Continue the newspaper editorial on using DNA testing to settle the John Wilkes Booth identity question, beginning immediately after its final sentence.

Passage provided>
== Segment start ==

The Enid News and Eagle, Enid, OK

Opinion

January 17, 2013

Who’s your mummy?: Let DNA testing solve the John Wilkes Booth tissue issue

ENID, Okla. — No historian should fear the truth.

That’s what Nate Orlowek thinks, and we agree with him.

Orlowek has dedicated almost four decades to unraveling the identity of the man who was shot, identified and buried as John Wilkes Booth, the assassin of President Abraham Lincoln.

One hundred and ten years ago, David E. George’s deathbed claim to the assassin’s identity sparked controversy, launched an alternative to the officially recognized history of Booth’s demise and fueled a bit of local lore that survives to this day.

George, an itinerant, penniless house painter, committed suicide in the former Grand Avenue Hotel, current site of Garfield Furniture. In a macabre twist, his remains were mummified and became a sideshow attraction before disappearing.

Traditional history tells us Booth died at Garrett Farm in northern Virginia on April 26, 1865, 12 days after he shot Lincoln at Ford’s Theatre in Washington.

However, it did not take long after the death of Booth, or “the man in the barn,” for conflicting accounts to arise.

Orlowek spearheaded an effort in the early 1990s to exhume Booth’s body and conduct DNA testing, to be compared with three neck vertebrae that were removed during a 1865 autopsy, and since have been preserved at the National Museum of Health and Medicine.

== Segment end ==

Information given>

== Segment start ==

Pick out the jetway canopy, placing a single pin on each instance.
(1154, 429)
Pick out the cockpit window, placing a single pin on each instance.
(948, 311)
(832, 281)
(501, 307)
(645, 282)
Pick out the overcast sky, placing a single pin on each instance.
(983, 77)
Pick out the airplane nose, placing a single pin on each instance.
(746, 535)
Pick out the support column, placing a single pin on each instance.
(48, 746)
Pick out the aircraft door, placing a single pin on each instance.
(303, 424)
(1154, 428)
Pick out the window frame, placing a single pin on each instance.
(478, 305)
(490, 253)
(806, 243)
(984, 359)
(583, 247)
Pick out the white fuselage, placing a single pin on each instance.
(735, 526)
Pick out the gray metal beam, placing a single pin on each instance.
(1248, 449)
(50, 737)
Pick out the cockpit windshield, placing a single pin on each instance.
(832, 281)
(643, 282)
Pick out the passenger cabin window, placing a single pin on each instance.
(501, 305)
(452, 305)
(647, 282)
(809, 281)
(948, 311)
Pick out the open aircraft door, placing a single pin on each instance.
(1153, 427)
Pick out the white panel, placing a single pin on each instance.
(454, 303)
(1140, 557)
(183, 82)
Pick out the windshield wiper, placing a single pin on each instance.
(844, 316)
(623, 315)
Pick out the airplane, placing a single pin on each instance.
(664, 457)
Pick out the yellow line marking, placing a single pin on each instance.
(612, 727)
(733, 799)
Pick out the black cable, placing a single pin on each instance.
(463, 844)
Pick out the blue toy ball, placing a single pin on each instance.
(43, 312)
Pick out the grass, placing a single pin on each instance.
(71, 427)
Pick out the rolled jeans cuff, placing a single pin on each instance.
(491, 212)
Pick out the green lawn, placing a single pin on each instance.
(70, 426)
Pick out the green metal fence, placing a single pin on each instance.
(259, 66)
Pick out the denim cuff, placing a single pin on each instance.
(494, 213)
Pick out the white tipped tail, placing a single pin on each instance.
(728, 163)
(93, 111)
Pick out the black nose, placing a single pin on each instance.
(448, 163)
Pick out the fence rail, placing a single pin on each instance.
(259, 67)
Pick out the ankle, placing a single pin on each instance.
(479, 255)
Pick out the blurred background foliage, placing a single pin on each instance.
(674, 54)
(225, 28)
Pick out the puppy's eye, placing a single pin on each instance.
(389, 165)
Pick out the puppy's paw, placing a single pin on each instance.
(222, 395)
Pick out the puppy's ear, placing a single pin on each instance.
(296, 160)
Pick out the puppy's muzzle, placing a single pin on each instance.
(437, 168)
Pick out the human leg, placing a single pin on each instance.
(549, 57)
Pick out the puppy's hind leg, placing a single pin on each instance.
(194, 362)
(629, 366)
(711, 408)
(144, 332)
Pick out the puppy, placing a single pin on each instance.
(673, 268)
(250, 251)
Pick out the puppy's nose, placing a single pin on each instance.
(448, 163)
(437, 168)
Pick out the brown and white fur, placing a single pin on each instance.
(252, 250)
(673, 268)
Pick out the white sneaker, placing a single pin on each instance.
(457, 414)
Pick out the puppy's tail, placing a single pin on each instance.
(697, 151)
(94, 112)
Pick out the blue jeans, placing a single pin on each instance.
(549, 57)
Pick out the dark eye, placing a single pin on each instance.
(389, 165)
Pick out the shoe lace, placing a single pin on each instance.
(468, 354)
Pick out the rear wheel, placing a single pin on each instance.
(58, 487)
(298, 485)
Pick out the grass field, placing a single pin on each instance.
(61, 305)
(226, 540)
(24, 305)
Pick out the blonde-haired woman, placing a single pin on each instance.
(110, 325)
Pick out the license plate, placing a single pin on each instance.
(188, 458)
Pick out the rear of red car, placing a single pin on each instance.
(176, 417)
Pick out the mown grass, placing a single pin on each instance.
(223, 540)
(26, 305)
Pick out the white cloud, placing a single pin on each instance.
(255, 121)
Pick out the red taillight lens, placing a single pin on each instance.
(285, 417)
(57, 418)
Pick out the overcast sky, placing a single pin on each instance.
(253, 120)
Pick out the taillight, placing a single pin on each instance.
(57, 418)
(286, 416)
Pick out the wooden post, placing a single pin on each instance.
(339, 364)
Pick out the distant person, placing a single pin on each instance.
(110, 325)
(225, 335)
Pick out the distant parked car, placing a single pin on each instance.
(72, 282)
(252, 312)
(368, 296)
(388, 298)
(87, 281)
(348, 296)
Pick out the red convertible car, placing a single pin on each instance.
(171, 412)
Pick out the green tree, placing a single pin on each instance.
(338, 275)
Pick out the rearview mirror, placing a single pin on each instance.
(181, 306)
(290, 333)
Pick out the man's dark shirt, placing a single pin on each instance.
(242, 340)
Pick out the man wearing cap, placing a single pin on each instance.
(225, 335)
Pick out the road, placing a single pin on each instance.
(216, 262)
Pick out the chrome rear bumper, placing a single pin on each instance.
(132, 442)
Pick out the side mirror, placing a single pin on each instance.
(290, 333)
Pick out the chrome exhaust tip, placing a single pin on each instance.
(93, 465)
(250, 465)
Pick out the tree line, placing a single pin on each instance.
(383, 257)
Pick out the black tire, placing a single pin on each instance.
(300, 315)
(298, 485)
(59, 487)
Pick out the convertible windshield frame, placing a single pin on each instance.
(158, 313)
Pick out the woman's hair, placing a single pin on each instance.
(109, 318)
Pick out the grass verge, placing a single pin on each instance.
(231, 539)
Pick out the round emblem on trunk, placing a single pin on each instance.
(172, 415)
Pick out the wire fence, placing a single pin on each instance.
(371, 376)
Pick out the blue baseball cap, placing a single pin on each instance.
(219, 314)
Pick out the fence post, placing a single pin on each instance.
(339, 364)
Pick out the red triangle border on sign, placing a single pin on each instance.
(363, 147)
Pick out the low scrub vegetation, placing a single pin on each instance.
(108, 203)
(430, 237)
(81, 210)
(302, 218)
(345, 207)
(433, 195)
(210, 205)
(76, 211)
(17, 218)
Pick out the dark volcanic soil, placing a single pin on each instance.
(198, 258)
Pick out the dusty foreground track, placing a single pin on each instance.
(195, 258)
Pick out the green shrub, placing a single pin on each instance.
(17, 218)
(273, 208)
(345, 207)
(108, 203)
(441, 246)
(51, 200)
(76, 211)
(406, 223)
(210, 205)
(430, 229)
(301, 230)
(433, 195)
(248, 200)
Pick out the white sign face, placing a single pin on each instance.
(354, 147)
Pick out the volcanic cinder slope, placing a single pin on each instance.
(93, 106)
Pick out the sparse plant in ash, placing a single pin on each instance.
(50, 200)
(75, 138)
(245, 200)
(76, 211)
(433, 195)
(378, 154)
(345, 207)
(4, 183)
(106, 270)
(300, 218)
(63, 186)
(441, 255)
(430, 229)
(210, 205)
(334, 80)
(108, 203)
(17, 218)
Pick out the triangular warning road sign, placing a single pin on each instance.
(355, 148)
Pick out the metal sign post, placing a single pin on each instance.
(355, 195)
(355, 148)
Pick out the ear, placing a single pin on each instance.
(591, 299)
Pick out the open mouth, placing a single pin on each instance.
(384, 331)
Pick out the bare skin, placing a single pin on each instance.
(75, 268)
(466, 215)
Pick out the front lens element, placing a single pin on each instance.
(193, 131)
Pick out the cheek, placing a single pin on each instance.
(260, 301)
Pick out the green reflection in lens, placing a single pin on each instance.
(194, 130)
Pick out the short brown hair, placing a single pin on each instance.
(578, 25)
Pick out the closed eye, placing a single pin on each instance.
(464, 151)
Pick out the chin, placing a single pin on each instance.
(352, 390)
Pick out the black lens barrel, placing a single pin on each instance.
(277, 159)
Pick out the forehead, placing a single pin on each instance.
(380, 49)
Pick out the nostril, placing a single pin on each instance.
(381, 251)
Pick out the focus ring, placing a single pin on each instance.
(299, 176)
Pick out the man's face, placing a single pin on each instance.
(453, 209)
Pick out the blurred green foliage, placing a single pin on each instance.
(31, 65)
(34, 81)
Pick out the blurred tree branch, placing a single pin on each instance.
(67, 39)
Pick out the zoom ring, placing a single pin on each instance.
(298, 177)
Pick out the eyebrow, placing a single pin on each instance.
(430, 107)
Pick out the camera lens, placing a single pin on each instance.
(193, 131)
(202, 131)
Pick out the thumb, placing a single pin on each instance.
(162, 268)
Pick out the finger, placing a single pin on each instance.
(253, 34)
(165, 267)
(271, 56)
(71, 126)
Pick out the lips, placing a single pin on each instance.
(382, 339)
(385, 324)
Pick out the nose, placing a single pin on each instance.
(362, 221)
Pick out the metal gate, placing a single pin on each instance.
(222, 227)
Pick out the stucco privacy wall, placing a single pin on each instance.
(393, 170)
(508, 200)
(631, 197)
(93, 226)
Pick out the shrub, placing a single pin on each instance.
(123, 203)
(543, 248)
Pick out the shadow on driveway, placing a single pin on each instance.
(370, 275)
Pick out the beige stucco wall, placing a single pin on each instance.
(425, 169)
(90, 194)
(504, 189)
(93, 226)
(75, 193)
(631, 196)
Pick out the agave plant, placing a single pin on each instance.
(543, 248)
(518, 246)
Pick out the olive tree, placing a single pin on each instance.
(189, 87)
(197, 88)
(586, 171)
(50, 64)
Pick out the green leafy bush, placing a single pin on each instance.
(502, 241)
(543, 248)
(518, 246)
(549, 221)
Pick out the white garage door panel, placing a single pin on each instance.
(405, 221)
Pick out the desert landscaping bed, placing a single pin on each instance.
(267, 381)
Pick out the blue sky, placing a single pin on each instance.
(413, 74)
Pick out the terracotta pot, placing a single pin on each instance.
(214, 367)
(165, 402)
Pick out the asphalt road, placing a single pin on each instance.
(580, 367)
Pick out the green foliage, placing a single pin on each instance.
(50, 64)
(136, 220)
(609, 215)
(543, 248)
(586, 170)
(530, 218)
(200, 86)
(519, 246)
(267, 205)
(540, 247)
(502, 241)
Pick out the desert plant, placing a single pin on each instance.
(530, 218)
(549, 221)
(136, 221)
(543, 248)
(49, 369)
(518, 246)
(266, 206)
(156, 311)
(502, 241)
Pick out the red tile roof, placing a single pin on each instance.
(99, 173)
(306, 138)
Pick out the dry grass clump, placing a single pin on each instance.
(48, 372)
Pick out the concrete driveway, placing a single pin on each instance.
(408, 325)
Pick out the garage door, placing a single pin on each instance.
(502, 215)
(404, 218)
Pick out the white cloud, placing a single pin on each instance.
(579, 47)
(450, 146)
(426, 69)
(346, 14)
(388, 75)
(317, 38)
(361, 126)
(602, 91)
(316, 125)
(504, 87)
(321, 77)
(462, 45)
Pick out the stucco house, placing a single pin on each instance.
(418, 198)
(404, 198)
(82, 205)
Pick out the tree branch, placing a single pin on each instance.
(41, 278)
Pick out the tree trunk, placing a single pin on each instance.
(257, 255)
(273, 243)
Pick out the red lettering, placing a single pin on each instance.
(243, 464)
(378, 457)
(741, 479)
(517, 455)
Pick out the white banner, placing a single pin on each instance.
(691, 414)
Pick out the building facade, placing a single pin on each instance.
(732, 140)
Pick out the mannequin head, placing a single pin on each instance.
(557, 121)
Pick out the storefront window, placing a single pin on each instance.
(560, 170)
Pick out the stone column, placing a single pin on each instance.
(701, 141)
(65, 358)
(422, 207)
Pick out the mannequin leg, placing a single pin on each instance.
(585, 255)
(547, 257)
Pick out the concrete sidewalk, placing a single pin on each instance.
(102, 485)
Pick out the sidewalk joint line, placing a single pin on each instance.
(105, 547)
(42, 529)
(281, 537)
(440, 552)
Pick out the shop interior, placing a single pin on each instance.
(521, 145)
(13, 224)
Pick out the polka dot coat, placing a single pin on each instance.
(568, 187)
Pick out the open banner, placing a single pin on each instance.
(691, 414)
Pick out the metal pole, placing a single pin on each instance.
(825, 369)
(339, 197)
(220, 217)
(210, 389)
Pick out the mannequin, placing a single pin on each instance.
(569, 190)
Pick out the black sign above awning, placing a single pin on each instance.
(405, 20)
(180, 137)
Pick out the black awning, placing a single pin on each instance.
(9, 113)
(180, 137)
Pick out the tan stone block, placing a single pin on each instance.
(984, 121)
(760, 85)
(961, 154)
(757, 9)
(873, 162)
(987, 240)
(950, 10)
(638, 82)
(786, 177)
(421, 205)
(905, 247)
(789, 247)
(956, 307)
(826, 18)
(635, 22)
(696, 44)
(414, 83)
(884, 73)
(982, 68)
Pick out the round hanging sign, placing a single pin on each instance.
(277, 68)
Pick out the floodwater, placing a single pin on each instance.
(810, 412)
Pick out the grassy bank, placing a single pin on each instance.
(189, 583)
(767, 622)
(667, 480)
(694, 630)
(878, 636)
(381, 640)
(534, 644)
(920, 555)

== Segment end ==

Answer box>
The Booth family, the Maryland state’s attorney and the Smithsonian Institution have agreed to the test, but a competing group of historians and Green Mount Cemetery blocked the exhumation in court in the 1990s.

Four years ago, Orlowek and his team began approaching the problem from another angle, hoping to exhume Edwin Booth, the only one of Booth’s immediate relatives not buried at Green Mount Cemetery, and compare Edwin’s DNA to the vertebrae taken from the man killed in the barn.

Orlowek said he has permission from the great-great-granddaughter of Edwin Booth to exhume his remains, but he has yet to gain permission from the National Museum of Health and Medicine to test the vertebrae. We urge the museum to grant Orlowek the authority to do this.

Meanwhile, Orlowek still is looking for George’s mummy to test the DNA for a potential relation to Edwin Booth. We hope the body can be found to bring the mystery to a scientific conclusion.